Work to complete:
• a. In the article on repaying federal aid when students drop out, shorten the paragraph that begins "Federal law requires colleges to pay back" while keeping its main facts.
• b. Carry the article on repaying federal aid when students drop out forward from its last sentence.

Document passage:
======

Repaying More Aid When Students Drop Out

Community colleges would face big cost increases under House GOP's plan to overhaul repayment system for federal aid when students drop out.

March 15, 2018
Higher Education Act reauthorization logo, featuring blue and red elements with a mortarboard in the center

The Kentucky Community and Technical College System invests serious resources into student supports during the first four weeks of a semester -- the period in which at-risk students are most likely to drop out.

Jay Box, the system's president, said its 16 colleges make student retention a top focus throughout the semester. Yet because of student withdrawals during a recent fall semester, the system still had to return about $2.6 million in student aid to the federal government.

Under a GOP proposal in the U.S. House of Representatives, however, the system projects its bill would hit $8.1 million for that semester alone.

“It’s really not a good deal for us,” Box said.

That proposal, part of House legislation to reauthorize the Higher Education Act, would apply to all colleges and universities. But it would hit open-access institutions like community colleges particularly hard.

Republican authors of the PROSPER Act, as the bill is dubbed, described the overhaul of aid repayments as a risk-sharing measure that would compel colleges to produce better outcomes. Critics of the GOP approach said the proposal identifies a real problem while offering a solution that’s even more troublesome.

Federal law requires colleges to pay back a portion of aid students receive if they drop out before a term is completed. Under the system, which is called Return to Title IV, the amount colleges must pay back is prorated and depends on when students drop out or withdraw. When a student has attended 60 percent of the term, the college does not have to return any aid.

The current approach has drawn frequent complaints from college administrators for being overly complex -- to start off with, it can be difficult to determine exactly when a student officially “dropped out.” The PROSPER Act would replace the current process with several tiers for length of attendance to determine how much colleges must repay the federal government. When students attend for a quarter of a term before withdrawing, for example, colleges would keep 25 percent of federal aid money; if they attend for half the term, 50 percent; and so on.

The problem for colleges is that they would keep no federal aid money under the formula if a student withdraws before a quarter of the term is over. And there is no point before the end of the semester in which a student would be considered to have “earned” all of their federal aid.

So institutions get a simpler repayment system but one that could leave them shouldering more of the costs for late-semester withdrawals and all of the costs when a student withdraws early in the semester. That’s troublesome for colleges because there are still plenty of expenses associated with running a classroom that don’t go away if a student drops midsemester.

Community colleges have offered projections showing they’d be on the hook for millions more in repayments if the PROSPER Act goes through without changes.

======

Dataset extract:
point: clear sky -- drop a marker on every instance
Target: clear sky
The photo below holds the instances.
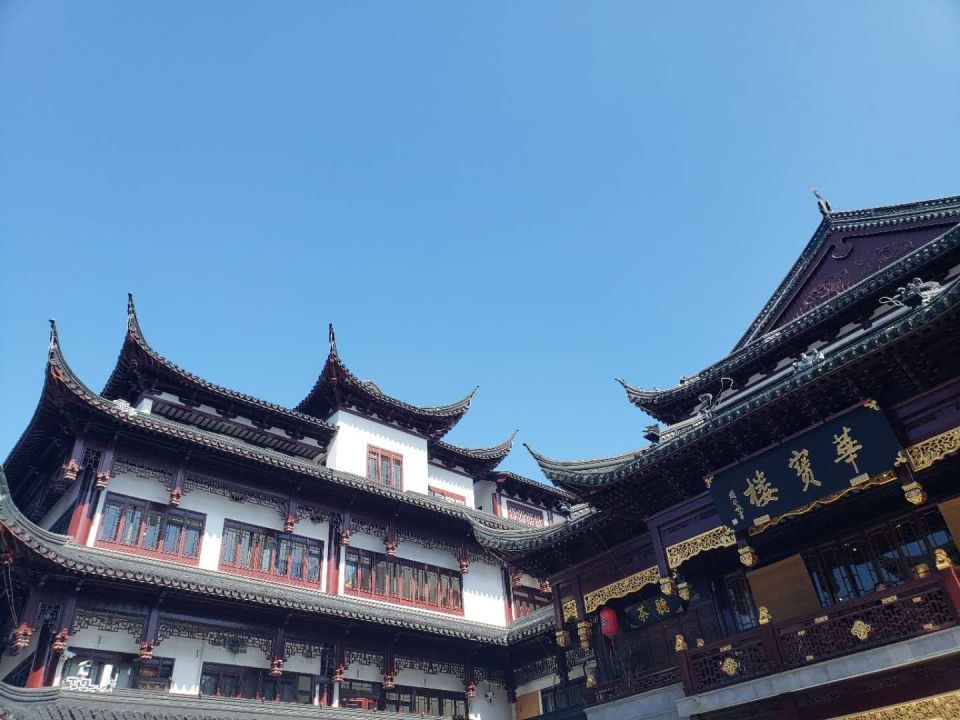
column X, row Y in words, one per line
column 533, row 197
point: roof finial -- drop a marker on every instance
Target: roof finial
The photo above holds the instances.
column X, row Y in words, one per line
column 822, row 203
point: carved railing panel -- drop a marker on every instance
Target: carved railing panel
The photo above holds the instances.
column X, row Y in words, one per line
column 727, row 662
column 632, row 683
column 858, row 625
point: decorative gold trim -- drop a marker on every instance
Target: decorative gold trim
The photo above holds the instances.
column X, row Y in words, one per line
column 730, row 667
column 679, row 553
column 946, row 705
column 621, row 588
column 942, row 559
column 881, row 479
column 933, row 450
column 914, row 493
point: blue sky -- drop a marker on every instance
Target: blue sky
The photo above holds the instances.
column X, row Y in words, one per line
column 533, row 197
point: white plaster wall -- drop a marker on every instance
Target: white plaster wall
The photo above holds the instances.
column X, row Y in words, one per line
column 451, row 481
column 482, row 585
column 498, row 708
column 217, row 509
column 66, row 501
column 348, row 451
column 483, row 493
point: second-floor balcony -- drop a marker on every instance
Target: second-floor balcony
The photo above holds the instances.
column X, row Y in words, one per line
column 882, row 618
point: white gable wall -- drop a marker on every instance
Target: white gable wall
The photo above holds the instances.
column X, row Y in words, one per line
column 348, row 451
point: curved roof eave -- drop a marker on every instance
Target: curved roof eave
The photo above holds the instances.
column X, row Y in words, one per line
column 335, row 373
column 585, row 475
column 655, row 402
column 136, row 343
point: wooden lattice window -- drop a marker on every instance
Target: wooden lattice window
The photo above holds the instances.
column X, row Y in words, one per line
column 385, row 467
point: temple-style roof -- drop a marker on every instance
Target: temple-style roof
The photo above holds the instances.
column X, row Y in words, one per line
column 475, row 461
column 850, row 255
column 526, row 489
column 61, row 704
column 338, row 388
column 890, row 323
column 139, row 367
column 63, row 552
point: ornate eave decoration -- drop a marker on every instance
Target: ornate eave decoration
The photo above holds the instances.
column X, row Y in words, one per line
column 718, row 537
column 877, row 481
column 937, row 706
column 621, row 588
column 933, row 450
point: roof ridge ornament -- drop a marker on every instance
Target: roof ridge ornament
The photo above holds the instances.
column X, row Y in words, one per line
column 823, row 204
column 54, row 336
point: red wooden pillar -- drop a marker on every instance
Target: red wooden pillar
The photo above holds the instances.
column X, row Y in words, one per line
column 950, row 579
column 507, row 594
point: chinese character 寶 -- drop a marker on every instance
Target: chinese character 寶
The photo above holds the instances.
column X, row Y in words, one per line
column 847, row 448
column 759, row 490
column 737, row 507
column 800, row 462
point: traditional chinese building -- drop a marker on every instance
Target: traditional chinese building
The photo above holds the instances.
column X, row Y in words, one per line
column 169, row 535
column 781, row 546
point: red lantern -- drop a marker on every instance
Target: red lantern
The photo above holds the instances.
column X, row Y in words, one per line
column 609, row 624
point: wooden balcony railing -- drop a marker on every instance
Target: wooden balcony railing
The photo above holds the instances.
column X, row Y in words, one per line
column 906, row 612
column 632, row 683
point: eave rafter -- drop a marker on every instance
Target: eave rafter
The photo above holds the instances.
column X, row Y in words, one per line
column 671, row 405
column 140, row 366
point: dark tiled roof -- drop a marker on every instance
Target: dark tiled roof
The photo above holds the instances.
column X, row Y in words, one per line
column 338, row 387
column 136, row 349
column 58, row 704
column 477, row 461
column 584, row 475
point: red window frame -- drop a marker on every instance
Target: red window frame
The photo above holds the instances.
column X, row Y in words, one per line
column 260, row 539
column 522, row 513
column 403, row 582
column 149, row 537
column 442, row 494
column 526, row 600
column 385, row 467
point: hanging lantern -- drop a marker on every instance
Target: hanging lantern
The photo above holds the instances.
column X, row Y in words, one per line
column 609, row 623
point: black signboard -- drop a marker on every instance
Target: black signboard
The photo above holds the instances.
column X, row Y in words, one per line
column 843, row 452
column 646, row 612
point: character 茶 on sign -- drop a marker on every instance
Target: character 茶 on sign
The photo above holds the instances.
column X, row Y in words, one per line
column 737, row 507
column 847, row 448
column 800, row 463
column 759, row 490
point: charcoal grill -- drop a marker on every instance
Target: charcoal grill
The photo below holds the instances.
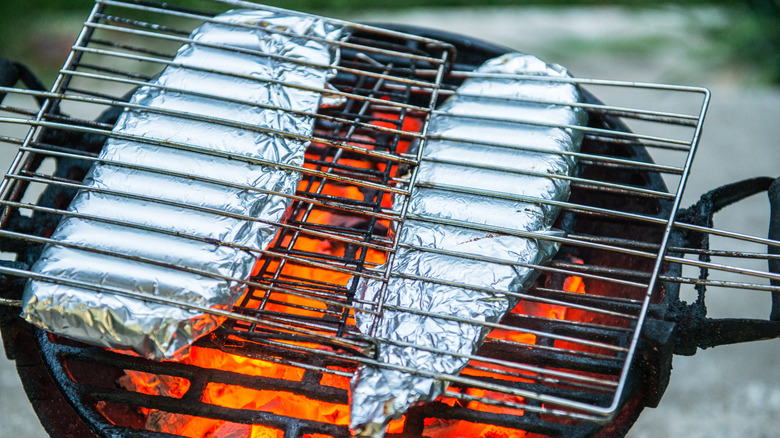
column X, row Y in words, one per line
column 590, row 372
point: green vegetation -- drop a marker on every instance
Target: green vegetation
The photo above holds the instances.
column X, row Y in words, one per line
column 40, row 31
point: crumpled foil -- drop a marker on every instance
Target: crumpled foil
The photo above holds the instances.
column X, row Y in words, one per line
column 381, row 394
column 153, row 329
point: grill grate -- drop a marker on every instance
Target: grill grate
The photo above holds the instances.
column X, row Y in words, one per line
column 387, row 86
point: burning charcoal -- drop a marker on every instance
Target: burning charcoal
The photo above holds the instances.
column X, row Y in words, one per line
column 169, row 220
column 476, row 173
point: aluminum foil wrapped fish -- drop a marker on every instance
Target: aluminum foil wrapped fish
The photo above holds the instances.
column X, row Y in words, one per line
column 432, row 325
column 169, row 220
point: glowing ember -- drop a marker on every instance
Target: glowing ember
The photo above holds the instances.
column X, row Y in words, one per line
column 292, row 405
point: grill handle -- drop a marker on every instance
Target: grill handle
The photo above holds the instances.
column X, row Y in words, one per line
column 774, row 234
column 694, row 329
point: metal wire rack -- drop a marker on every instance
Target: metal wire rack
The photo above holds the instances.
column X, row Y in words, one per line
column 571, row 362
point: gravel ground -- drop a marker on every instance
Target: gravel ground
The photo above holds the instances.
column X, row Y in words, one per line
column 726, row 392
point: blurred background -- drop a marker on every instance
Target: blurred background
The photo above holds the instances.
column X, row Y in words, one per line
column 733, row 48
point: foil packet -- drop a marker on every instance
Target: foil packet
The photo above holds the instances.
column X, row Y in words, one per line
column 131, row 255
column 471, row 176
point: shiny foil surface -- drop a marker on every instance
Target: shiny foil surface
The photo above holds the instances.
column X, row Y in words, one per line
column 148, row 245
column 431, row 327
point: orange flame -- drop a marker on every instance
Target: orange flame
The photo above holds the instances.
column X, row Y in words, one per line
column 299, row 406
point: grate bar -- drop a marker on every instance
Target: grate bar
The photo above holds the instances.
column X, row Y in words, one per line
column 596, row 158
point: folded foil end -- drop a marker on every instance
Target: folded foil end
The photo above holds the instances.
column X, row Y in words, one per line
column 379, row 396
column 451, row 276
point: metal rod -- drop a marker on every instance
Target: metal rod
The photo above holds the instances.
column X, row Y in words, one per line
column 339, row 43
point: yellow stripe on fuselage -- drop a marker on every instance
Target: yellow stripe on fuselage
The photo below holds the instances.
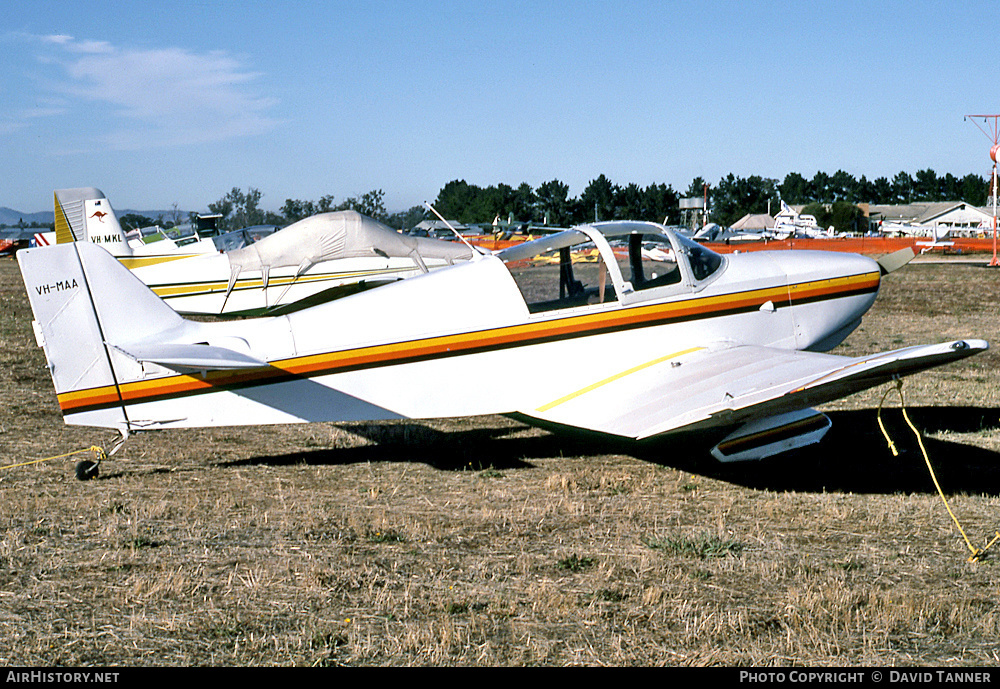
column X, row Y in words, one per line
column 532, row 332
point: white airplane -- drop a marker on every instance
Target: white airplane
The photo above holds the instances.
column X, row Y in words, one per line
column 310, row 261
column 729, row 345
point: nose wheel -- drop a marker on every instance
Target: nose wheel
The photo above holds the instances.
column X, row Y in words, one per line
column 86, row 470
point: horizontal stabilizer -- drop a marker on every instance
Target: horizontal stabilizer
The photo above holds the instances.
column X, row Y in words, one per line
column 199, row 357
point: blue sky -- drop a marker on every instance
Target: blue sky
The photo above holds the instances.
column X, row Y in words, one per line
column 166, row 102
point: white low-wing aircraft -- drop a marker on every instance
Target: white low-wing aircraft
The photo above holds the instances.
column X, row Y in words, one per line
column 315, row 259
column 547, row 330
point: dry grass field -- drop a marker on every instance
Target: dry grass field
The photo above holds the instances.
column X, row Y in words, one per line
column 484, row 542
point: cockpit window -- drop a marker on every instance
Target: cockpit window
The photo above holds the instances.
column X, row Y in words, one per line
column 563, row 278
column 704, row 262
column 648, row 260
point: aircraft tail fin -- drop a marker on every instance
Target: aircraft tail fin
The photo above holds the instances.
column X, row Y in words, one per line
column 85, row 302
column 86, row 215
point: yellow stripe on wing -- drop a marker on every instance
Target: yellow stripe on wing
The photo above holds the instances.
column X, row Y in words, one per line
column 617, row 376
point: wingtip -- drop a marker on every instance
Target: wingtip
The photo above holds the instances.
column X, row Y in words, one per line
column 896, row 260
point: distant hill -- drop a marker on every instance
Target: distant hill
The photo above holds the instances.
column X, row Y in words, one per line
column 10, row 217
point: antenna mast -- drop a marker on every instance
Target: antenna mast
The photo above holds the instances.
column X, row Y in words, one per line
column 992, row 132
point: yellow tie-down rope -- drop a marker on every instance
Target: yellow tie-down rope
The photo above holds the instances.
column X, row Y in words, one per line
column 977, row 553
column 98, row 452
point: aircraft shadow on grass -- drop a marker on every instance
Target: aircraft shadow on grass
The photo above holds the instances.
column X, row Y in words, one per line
column 853, row 457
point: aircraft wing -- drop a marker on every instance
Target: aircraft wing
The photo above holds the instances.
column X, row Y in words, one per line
column 727, row 384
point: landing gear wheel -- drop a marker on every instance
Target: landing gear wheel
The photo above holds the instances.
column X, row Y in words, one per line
column 86, row 470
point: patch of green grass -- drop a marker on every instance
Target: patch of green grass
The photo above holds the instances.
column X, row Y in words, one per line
column 704, row 546
column 386, row 536
column 575, row 563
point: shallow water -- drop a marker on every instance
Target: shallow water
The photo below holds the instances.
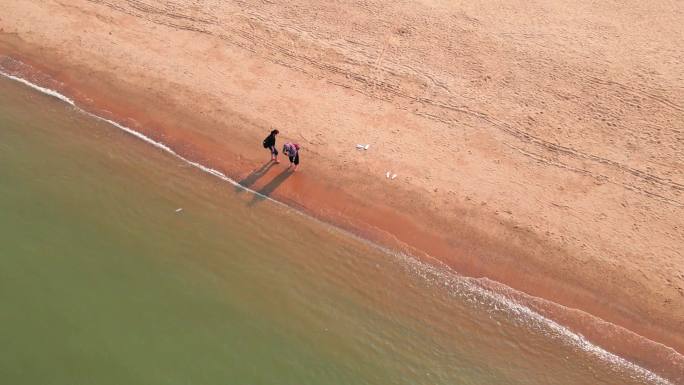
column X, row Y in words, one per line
column 102, row 281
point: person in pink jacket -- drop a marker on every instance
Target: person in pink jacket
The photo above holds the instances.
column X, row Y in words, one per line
column 292, row 152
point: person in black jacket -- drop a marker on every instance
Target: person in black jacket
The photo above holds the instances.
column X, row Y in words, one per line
column 269, row 143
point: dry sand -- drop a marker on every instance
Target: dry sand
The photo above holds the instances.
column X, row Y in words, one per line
column 538, row 144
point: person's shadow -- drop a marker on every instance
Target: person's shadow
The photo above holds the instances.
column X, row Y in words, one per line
column 254, row 176
column 265, row 192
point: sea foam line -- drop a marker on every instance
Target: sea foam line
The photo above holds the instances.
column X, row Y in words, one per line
column 460, row 285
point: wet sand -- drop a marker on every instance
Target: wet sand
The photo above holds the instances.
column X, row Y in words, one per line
column 581, row 215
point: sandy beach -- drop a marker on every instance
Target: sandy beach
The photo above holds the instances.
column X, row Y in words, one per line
column 537, row 145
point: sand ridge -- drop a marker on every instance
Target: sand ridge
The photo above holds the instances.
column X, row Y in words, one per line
column 545, row 133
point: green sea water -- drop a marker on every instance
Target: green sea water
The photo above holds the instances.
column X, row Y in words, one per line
column 103, row 281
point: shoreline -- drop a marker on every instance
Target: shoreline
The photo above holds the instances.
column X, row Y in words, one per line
column 580, row 226
column 656, row 359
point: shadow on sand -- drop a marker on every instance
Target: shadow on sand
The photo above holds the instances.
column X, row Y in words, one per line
column 254, row 176
column 270, row 187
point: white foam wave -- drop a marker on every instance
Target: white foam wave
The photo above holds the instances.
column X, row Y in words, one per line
column 458, row 284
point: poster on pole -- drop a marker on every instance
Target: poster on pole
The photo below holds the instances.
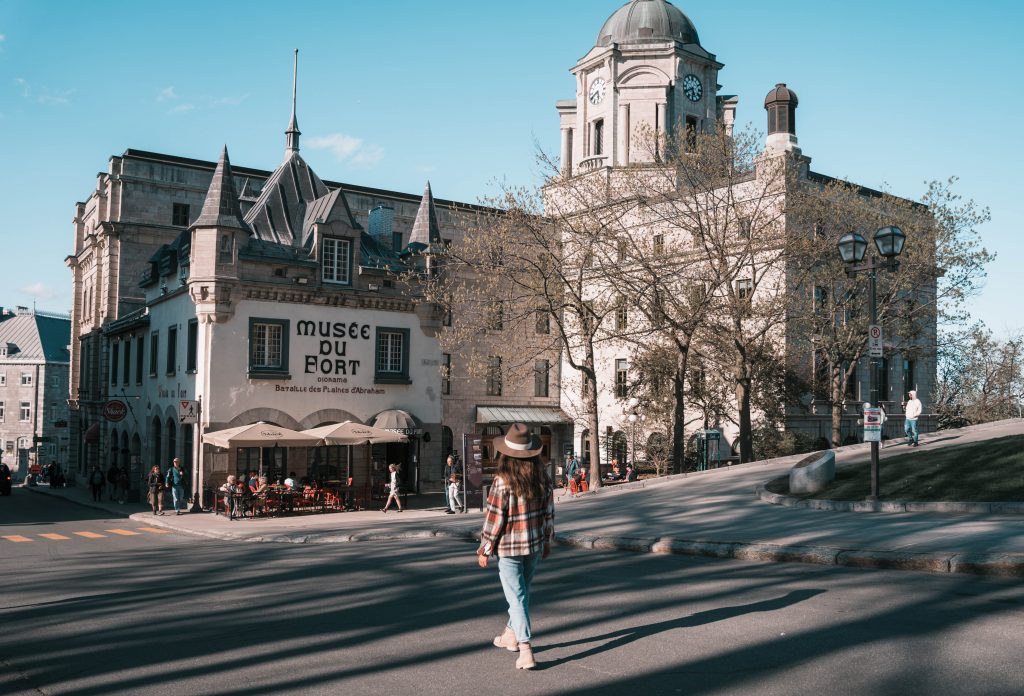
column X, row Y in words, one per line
column 872, row 425
column 472, row 462
column 875, row 341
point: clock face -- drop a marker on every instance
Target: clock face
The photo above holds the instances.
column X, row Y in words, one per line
column 692, row 87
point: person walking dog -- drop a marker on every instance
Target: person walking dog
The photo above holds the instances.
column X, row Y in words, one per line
column 911, row 412
column 518, row 527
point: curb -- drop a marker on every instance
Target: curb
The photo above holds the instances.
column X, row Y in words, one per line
column 1003, row 565
column 952, row 507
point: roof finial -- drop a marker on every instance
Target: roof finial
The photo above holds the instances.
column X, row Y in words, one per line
column 292, row 134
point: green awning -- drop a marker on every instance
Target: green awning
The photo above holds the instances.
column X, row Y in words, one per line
column 525, row 415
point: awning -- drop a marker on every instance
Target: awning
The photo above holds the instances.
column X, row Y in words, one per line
column 524, row 415
column 397, row 422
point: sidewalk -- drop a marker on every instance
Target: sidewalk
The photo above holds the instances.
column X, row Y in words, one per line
column 715, row 514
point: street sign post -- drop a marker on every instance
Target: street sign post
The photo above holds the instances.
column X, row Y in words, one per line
column 872, row 425
column 187, row 411
column 875, row 341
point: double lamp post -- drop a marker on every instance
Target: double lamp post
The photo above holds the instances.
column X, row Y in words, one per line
column 852, row 248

======

Answers by task:
• a. Federal law makes colleges return part of a student's aid if the student drops out before the term ends. Under this system, Return to Title IV, the repayment is prorated by when the student withdraws. Colleges owe nothing once the student has attended 60 percent of the term.

• b.
Over a full academic year, Box said, the Kentucky system would face $16-17 million in repayments thanks to the provision. The system, meanwhile, has repeatedly fended off proposals in recent years to cut its state appropriations or eliminate individual courses of study.

Likewise, the Ivy Tech Community College System, which operates 30 campuses across Indiana, would see a $4.2 million increase in payments from last fall, said Sue Ellspermann, the system's president.

“Given the potential loss of dollars, we would hope that philanthropy and grants would pick up all or a portion of the Title IV loss for proven retention programs like these and others,” she said via email. “However, there is a real risk that they won’t and we could be forced to reduce services offered.”

Community college lobby groups said their members have projected repayments under the House plan to be two to three times their most recent numbers. 

The Republican lawmakers who crafted the PROSPER Act talked explicitly about Title IV repayments as a form of “risk sharing” -- an increasingly popular idea among policy makers who want colleges to take on more of the financial stakes for student outcomes like completion. If faced with the loss of federal dollars, the thinking goes, colleges would do more to make sure students finish a semester.

But community college leaders said they’re already doing a lot to improve student completion rates. Ivy Tech, for example, uses predictive analytics to identify students who are likely to drop out. One project using that analysis and targeted outreach has improved retention of at-risk students by more than 3 percent each semester since it was launched.

And the Kentucky system already invests a huge amount of resources in getting students through the first four weeks of classes, the milestone after which its data show students are much more likely to complete the academic term. Demanding that colleges do more to keep federal funds, Box said, ignores the reality that community colleges are already doing everything they can to get students to complete the semester.

“The No. 1 reason students withdraw from us is that life gets in the way,” he said. “Meaning that all the sudden they have a family crisis; they’ve got to work to support their family or support themselves.”

When those outside pressures push students out, he said, colleges have a limited ability to keep students in class.

Form of Risk Sharing

Asked about complaints from community college leaders regarding the Title IV repayments, a spokesman for Representative Virginia Foxx, the Republican from North Carolina who is chairwoman of the House Education and the Workforce Committee, referred to the committee report on the bill.

“We’re in frequent contact with the community college groups, and are well aware about [what] they are for and against in PROSPER,” the spokesman said. “No one understands the views of the community colleges more than the chairwoman since she was a former community college president.”

Community college leaders have sought to have the PROSPER Act modified, even as they convey their alarm to Senate lawmakers who are crafting their own higher ed bill. Box said he’s communicated his concerns to lawmakers on the committee and to the Kentucky congressional delegation during multiple trips to Washington.

“I’m hopeful,” he said. “I won’t say that we’ve completely turned the corner on it. But I'm hopeful they have heard us and see the impact that this will cause.”

For-profit colleges, which serve similar groups of students as community colleges, share the same complaints about Title IV repayments in the PROSPER Act.

"We do have similar populations and therefore similar reservations about the direction that they’re potentially going on risk sharing," said Tom Netting, a lobbyist at Akerman LLP who represents clients in the for-profit college sector.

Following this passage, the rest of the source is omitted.